* Instruction
Copy each of the items below word for word, leaving out the pictures.

* Provided entries
+++++

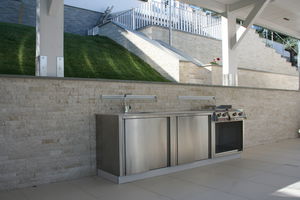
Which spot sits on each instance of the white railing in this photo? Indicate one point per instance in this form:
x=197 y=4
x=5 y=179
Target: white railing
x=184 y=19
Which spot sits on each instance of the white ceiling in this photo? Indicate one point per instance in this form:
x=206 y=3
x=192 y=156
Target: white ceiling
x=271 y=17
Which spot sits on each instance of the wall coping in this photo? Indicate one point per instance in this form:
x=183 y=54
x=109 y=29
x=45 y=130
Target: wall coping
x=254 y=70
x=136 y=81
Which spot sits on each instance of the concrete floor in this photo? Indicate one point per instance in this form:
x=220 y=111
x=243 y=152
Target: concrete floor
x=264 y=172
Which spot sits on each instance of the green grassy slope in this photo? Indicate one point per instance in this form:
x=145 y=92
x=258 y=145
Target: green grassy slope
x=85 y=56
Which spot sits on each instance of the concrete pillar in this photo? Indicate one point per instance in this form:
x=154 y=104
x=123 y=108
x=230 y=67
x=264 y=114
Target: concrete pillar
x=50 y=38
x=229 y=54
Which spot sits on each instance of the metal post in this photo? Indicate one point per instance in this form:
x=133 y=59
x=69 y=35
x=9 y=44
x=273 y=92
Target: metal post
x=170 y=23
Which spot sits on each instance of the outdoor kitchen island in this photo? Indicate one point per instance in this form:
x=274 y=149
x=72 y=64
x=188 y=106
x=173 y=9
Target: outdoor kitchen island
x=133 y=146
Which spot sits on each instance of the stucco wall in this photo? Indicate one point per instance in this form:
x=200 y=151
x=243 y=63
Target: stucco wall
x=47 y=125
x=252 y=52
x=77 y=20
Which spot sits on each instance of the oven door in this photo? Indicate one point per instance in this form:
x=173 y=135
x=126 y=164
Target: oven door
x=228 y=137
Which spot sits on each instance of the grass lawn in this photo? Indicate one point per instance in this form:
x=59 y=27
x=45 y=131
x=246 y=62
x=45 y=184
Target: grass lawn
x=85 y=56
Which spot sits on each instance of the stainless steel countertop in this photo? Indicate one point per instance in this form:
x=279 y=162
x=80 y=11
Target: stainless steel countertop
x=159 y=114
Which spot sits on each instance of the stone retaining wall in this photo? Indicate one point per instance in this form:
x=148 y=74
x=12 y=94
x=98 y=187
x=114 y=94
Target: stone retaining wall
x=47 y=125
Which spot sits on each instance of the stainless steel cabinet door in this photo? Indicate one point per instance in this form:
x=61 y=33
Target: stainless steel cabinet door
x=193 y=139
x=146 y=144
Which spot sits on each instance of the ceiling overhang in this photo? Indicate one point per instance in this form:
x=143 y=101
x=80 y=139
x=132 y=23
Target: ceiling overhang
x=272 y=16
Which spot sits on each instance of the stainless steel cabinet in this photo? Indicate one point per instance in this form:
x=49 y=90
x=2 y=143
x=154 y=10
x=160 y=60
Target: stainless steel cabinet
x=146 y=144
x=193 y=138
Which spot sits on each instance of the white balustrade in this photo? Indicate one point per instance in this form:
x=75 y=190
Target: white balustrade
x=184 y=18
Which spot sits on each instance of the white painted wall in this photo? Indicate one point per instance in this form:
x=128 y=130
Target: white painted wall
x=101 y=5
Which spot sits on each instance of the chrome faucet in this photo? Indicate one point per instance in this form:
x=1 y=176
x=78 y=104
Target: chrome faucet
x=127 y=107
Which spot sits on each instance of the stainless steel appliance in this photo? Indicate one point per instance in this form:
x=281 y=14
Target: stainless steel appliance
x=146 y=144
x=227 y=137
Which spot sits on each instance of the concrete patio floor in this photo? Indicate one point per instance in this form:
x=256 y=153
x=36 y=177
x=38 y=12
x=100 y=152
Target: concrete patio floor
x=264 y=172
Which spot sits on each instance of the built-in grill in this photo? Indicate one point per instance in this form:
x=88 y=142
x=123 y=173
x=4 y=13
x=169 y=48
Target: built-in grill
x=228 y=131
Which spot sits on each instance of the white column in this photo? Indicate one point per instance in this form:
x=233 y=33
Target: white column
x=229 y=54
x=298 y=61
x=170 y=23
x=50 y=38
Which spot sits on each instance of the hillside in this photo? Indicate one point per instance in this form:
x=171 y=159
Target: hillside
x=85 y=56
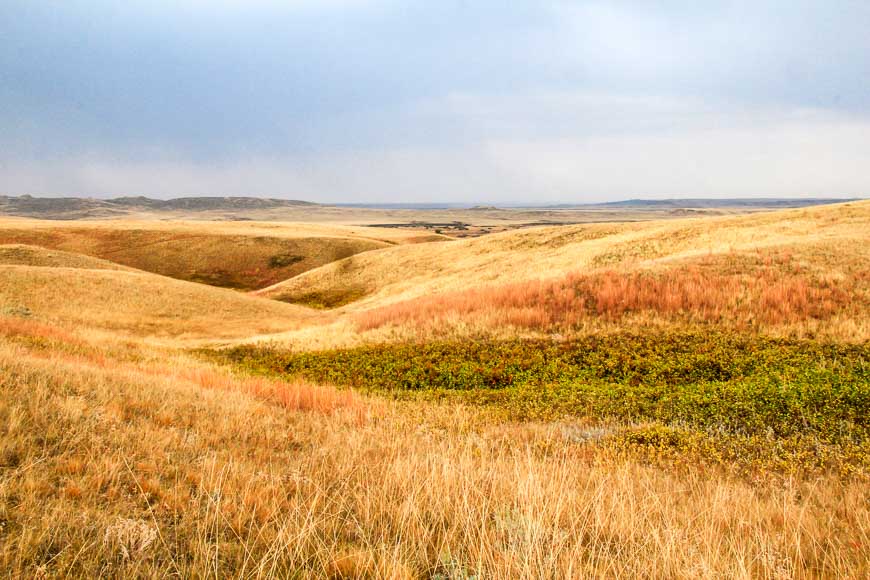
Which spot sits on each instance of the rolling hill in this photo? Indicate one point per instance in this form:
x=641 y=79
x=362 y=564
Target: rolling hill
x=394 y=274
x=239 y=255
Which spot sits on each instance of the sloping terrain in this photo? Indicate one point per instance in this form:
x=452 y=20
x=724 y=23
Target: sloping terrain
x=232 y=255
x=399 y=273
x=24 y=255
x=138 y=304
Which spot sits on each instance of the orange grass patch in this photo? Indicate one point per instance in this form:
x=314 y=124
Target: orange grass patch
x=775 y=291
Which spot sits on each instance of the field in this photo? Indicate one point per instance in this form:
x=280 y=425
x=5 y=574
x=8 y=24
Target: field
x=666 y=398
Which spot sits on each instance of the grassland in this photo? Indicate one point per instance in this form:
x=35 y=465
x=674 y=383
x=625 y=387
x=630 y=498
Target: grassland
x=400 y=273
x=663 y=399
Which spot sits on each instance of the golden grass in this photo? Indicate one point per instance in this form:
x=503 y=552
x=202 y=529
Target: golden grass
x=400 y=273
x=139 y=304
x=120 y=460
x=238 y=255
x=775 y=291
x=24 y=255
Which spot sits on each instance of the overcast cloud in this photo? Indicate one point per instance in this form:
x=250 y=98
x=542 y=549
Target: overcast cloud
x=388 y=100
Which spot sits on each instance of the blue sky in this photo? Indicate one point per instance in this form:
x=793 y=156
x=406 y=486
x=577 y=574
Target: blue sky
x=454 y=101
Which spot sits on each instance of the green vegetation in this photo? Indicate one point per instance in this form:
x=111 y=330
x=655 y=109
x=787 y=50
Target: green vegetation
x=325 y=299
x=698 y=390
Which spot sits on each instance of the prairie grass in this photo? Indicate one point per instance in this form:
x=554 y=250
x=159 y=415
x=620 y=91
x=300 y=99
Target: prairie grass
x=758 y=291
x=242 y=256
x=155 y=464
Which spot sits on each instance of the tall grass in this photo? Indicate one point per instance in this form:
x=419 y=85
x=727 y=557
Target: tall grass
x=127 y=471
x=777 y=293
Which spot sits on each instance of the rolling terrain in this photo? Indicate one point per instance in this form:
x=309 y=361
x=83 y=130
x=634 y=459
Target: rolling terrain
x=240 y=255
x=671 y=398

+++++

* Answer to this task
Which spot sits on each instance of the white railing in this photo? Indicate one point per instance in this form:
x=197 y=4
x=5 y=179
Target: white railing
x=184 y=19
Which spot sits on each instance of the white ceiling in this photo? Indicate one point per instance in this form:
x=206 y=3
x=192 y=156
Target: white ceiling
x=271 y=17
Which spot sits on each instance of the wall coping in this photo? Indicate one point per instance in this form:
x=183 y=54
x=109 y=29
x=45 y=130
Target: wall coping
x=254 y=70
x=136 y=81
Which spot sits on each instance of the concrete floor in this photo? Indicate one point per instance in this form:
x=220 y=111
x=243 y=152
Target: concrete floor
x=264 y=172
Which spot sits on each instance of the green grassy slope in this photo? Indicate one point per instance in this form:
x=145 y=92
x=258 y=145
Target: green grassy slope
x=85 y=56
Which spot sits on each instance of the concrete pillar in this photo? Indicate one point per instance in this form:
x=154 y=104
x=123 y=108
x=230 y=67
x=264 y=114
Target: concrete pillar
x=50 y=38
x=229 y=54
Which spot sits on each instance of the metal post in this photo? Indicate one point per instance in this form:
x=133 y=59
x=69 y=35
x=9 y=44
x=273 y=92
Target: metal post
x=170 y=23
Which spot sits on each instance of the outdoor kitchen island in this photo? Indicate one point per instance in this form:
x=274 y=149
x=72 y=64
x=188 y=106
x=173 y=9
Target: outdoor kitchen island
x=133 y=146
Which spot sits on each instance of the stucco wall in this photo? Indicate one point per instance in this form:
x=200 y=151
x=243 y=63
Target: stucco wall
x=47 y=125
x=252 y=52
x=77 y=20
Which spot sits on each instance of the oven door in this photo? Indicate one point per instance in this form:
x=173 y=135
x=126 y=164
Target: oven door
x=228 y=137
Which spot sits on each instance of the grass lawn in this photo? Indicate one point per instance in this form:
x=59 y=27
x=45 y=131
x=246 y=62
x=45 y=184
Target: grass lawn
x=85 y=56
Which spot sits on each instance of the stainless steel countertop in this photo? Indicate one point per instance in this form:
x=279 y=162
x=80 y=11
Target: stainless steel countertop
x=159 y=114
Which spot sits on each instance of the stone retaining wall in this photo? Indicate one point per instance in this form:
x=148 y=74
x=12 y=94
x=98 y=187
x=114 y=94
Target: stone retaining wall
x=47 y=125
Which spot sits on each instance of the stainless steel cabinet door in this photo? Indicate one point per instance in this form:
x=61 y=33
Target: stainless steel cabinet door
x=193 y=139
x=146 y=144
Which spot sits on each instance of the ceiling overhang in this photo? Indicate one point per instance in this form:
x=143 y=101
x=80 y=139
x=132 y=23
Target: ceiling overhang
x=272 y=16
Which spot sits on each instance of the stainless steel cabinet in this photo? Indicate one point per instance in this form:
x=49 y=90
x=2 y=143
x=154 y=10
x=160 y=60
Target: stainless steel cabinet
x=146 y=144
x=193 y=138
Which spot sits on each instance of the white balustrade in this photo? Indicate one point per instance in this form:
x=75 y=190
Target: white balustrade
x=184 y=18
Which spot sits on each instance of the white painted wall in this photo? Indicate one point per instance in this form:
x=128 y=130
Target: white painted wall
x=101 y=5
Which spot sits on each instance of the chrome faucet in this photo? Indicate one point per instance in this form:
x=1 y=176
x=78 y=104
Target: chrome faucet
x=127 y=107
Which spot sits on each instance of the stainless steel appliance in this photo? Indicate one point per instance in this form:
x=281 y=14
Target: stainless steel appliance
x=146 y=144
x=227 y=137
Which spot sits on each instance of the concrete patio floor in this photo? Indicate one point per instance in this form:
x=256 y=153
x=36 y=177
x=38 y=12
x=100 y=152
Target: concrete patio floor
x=264 y=172
Which spot sits on each instance of the built-in grill in this photo? Indicate one point per instance in this form:
x=88 y=142
x=123 y=173
x=4 y=13
x=169 y=48
Target: built-in grill
x=228 y=131
Which spot sits on each instance of the white column in this photo? Indicate one point per instance in this form:
x=233 y=33
Target: white column
x=229 y=54
x=298 y=61
x=170 y=23
x=50 y=38
Which spot sits on each instance of the hillside in this photo? Indicate one point per instance in this form:
x=171 y=159
Target: hillside
x=85 y=56
Which spot sits on each instance of the rolling hill in this photo? Indicate one point per instance in this form:
x=641 y=79
x=362 y=564
Target: rolling hill
x=394 y=274
x=239 y=255
Which spot sits on each instance of the sloping terrain in this photo? Indicate one point per instance in this form:
x=452 y=20
x=724 y=23
Target: sloping terrain
x=232 y=255
x=399 y=273
x=24 y=255
x=138 y=304
Which spot sits on each instance of the orange grass patch in this photo? Indicate one point per instance in this form:
x=314 y=124
Target: orange grass patch
x=775 y=291
Which spot sits on each instance of the field in this photo? Indicate one point per instance in this form:
x=280 y=425
x=5 y=574
x=8 y=24
Target: field
x=666 y=398
Which spot sits on each instance of the grassland in this photo? Indicate one point per instance in this form:
x=35 y=465
x=674 y=383
x=625 y=387
x=630 y=498
Target: grassland
x=400 y=273
x=663 y=399
Which spot sits on each instance of the golden grass in this photo? Indicate one point per instance in this form:
x=503 y=552
x=202 y=529
Target: golden grass
x=400 y=273
x=139 y=304
x=120 y=460
x=238 y=255
x=775 y=291
x=24 y=255
Which spot sits on each instance of the overcast cloud in this photo? Indicate one point per instance in this form:
x=250 y=98
x=542 y=549
Target: overcast cloud
x=388 y=100
Which spot sits on each instance of the blue sky in this photo? Indicate one point per instance in this form:
x=793 y=156
x=406 y=486
x=577 y=574
Target: blue sky
x=454 y=101
Which spot sits on each instance of the green vegetation in this photo? Indicate one point per instance in this form:
x=111 y=330
x=655 y=109
x=787 y=50
Target: green vegetation
x=325 y=299
x=698 y=390
Which spot sits on each instance of the prairie grass in this photo? Indicate one point per instance in this form:
x=554 y=250
x=159 y=415
x=620 y=91
x=300 y=99
Target: prairie grass
x=758 y=291
x=242 y=256
x=155 y=464
Which spot sits on each instance of the tall grass in this photo? Indicate one point per instance in this form:
x=419 y=85
x=727 y=557
Target: tall grass
x=127 y=471
x=777 y=293
Which spot sits on each instance of the rolling terrain in this photo? Indicate one point per instance in this form:
x=309 y=361
x=83 y=130
x=634 y=459
Target: rolling terrain
x=240 y=255
x=671 y=398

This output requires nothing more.